Count the lines of the material that contain the string "trunk", treating uppercase and lowercase as different, and give only the number.

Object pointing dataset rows
__________
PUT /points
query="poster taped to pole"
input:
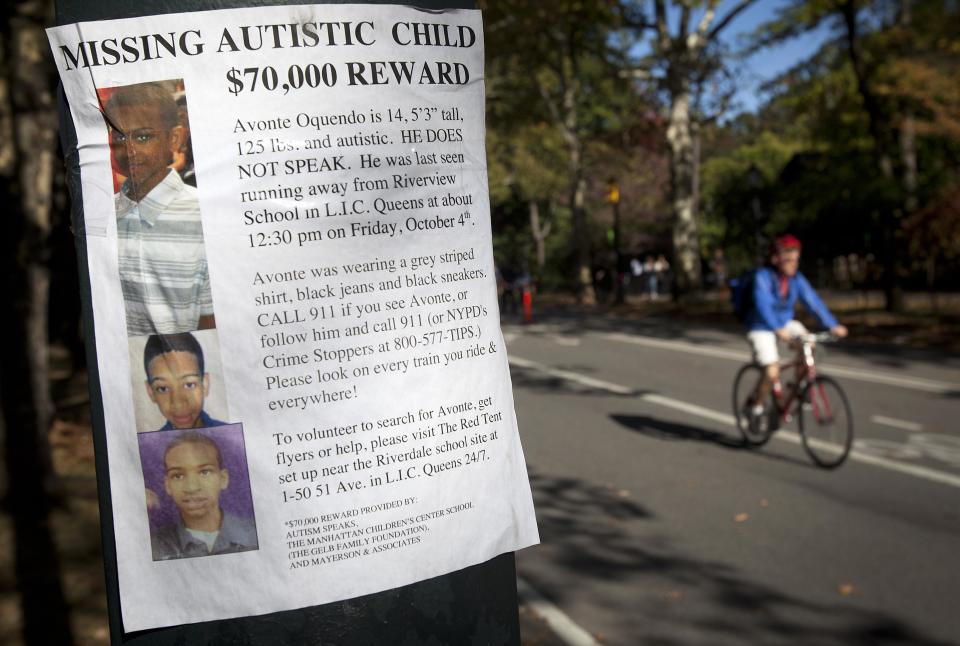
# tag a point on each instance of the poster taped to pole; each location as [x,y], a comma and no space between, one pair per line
[305,387]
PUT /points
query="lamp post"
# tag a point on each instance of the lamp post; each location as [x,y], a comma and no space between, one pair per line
[755,183]
[613,196]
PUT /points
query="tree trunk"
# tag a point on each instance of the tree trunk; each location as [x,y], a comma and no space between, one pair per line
[27,163]
[540,232]
[578,189]
[880,129]
[686,249]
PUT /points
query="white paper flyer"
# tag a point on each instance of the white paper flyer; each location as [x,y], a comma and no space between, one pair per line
[305,387]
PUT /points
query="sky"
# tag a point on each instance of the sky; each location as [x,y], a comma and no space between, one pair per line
[770,62]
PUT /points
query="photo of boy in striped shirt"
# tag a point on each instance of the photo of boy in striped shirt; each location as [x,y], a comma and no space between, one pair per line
[162,260]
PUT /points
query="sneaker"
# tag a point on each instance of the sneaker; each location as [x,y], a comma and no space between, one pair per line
[759,420]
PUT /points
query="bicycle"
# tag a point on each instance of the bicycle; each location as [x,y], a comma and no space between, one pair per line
[823,413]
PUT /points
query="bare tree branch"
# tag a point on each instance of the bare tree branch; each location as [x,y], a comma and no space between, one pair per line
[723,22]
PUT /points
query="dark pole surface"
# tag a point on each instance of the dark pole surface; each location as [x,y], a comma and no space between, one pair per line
[477,605]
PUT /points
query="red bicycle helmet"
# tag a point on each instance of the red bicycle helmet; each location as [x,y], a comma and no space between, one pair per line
[786,242]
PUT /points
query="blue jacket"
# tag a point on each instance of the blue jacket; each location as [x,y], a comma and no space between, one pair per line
[771,312]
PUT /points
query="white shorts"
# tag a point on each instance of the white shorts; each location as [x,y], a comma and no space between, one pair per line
[764,343]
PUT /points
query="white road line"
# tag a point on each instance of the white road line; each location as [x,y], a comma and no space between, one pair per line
[903,425]
[566,340]
[561,624]
[725,418]
[872,376]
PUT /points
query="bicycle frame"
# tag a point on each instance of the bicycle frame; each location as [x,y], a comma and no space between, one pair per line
[805,370]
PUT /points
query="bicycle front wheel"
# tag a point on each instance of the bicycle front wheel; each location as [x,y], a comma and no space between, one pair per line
[744,389]
[826,422]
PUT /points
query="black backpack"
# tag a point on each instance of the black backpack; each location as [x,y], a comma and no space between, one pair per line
[741,294]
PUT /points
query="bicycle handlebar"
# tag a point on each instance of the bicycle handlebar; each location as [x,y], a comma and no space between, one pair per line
[820,337]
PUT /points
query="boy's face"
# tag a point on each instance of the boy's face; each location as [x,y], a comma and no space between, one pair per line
[143,146]
[787,261]
[194,480]
[175,385]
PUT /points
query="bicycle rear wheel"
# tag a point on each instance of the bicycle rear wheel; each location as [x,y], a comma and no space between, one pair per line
[826,422]
[744,387]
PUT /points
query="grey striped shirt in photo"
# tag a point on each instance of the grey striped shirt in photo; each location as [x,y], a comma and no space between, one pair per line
[163,263]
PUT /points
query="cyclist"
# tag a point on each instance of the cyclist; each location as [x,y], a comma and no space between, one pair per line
[775,291]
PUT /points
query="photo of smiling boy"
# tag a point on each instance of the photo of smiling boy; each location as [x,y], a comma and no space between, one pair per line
[177,381]
[162,261]
[194,479]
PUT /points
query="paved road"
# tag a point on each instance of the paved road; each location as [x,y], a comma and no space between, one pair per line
[659,528]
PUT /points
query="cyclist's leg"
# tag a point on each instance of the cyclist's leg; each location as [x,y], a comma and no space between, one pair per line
[796,329]
[766,355]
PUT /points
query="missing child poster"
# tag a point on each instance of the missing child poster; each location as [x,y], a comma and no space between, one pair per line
[305,387]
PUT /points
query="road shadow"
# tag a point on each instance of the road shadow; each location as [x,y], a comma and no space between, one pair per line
[660,325]
[659,429]
[539,382]
[601,546]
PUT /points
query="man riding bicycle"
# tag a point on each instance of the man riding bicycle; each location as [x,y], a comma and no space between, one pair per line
[775,291]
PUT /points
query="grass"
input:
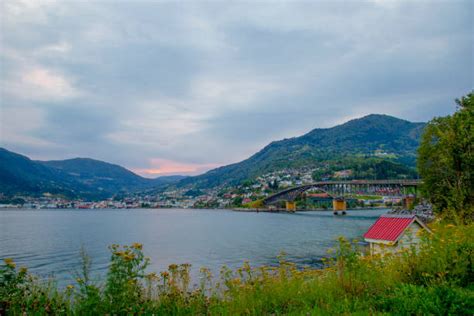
__________
__Exercise answer__:
2